* Required task: Copy out the lines word for word, starting at the line that contains "Mark the utility" and ending with the last line, including both.
-=-=-
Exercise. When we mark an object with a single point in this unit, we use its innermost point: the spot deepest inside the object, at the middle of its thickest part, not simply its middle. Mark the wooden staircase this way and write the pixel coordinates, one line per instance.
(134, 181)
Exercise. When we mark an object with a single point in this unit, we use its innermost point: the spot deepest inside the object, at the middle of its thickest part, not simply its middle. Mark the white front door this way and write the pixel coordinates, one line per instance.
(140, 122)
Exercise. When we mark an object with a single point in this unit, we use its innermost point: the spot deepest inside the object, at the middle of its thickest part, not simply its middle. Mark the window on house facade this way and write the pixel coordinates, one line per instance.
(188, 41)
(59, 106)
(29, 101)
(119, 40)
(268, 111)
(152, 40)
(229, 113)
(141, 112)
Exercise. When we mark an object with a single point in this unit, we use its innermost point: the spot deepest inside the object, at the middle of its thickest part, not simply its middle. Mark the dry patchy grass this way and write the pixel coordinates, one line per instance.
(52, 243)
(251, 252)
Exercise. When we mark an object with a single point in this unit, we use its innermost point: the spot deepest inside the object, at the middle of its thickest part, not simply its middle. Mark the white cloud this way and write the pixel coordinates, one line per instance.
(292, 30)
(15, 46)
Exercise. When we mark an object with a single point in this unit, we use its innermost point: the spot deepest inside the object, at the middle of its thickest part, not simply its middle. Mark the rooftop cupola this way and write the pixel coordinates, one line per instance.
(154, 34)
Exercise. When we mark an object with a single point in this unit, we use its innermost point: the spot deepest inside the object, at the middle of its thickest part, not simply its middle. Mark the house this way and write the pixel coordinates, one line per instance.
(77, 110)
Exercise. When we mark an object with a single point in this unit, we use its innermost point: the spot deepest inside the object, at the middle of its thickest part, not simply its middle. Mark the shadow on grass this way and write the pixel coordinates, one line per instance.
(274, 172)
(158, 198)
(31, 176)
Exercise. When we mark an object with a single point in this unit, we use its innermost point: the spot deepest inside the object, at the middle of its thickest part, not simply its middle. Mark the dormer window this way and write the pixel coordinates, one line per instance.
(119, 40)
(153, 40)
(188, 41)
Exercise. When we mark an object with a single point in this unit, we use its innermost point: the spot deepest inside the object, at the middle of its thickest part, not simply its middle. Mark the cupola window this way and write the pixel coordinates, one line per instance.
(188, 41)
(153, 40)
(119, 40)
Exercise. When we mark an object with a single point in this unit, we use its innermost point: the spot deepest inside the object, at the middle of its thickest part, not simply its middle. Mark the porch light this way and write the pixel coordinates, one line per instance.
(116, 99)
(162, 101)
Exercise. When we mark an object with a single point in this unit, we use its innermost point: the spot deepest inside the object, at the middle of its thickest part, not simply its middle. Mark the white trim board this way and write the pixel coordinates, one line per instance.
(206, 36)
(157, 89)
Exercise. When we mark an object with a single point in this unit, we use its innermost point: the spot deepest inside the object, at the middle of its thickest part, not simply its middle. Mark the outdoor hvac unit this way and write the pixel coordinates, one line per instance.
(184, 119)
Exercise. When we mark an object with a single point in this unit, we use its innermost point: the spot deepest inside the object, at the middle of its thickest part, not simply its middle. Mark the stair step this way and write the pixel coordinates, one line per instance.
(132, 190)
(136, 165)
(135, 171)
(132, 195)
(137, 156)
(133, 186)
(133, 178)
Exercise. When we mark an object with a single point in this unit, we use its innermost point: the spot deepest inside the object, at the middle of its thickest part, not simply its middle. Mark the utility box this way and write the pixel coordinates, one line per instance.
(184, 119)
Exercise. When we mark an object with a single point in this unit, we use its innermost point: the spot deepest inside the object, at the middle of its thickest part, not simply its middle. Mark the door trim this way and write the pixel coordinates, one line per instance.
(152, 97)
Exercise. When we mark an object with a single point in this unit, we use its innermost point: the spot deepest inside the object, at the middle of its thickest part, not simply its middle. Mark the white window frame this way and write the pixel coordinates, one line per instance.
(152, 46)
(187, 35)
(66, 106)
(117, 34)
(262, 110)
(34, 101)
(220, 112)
-=-=-
* Correct result:
Exercise. When we mark an object with a single point in this unit, we use its innermost point: the spot deepest inside the object, at the middle of its thickest part, not simply its middle. Mark the utility box this way and write the pixel coordinates, one line per instance.
(184, 119)
Exercise. When we mark an object with a single point in this unit, we use its innermost point: the spot deepest inside the object, at the middle of its thickest part, not simply its middle. Mark the door trim this way and write the pixel coordinates, one line per instance.
(152, 97)
Exercise. When we mark an object with a single point in this unit, we use its innermost point: the spot deepest inside the object, at the middle of its thickest part, not simply its middle. Mark the white window frame this way and write the pixel coordinates, one line per instance.
(152, 46)
(187, 35)
(66, 106)
(117, 34)
(262, 110)
(34, 101)
(220, 112)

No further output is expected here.